[begin Provided data]

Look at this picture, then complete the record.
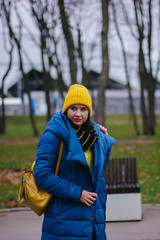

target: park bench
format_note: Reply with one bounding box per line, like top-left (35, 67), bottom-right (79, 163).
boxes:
top-left (104, 157), bottom-right (142, 221)
top-left (104, 157), bottom-right (140, 194)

[end Provided data]

# Task details
Reproduce the data above verbatim, omitting the picture.

# Final result
Look at this picture, then complete the record.

target: park bench
format_note: Reply with one bounding box per line, like top-left (35, 67), bottom-right (79, 163).
boxes:
top-left (104, 157), bottom-right (142, 221)
top-left (104, 157), bottom-right (140, 194)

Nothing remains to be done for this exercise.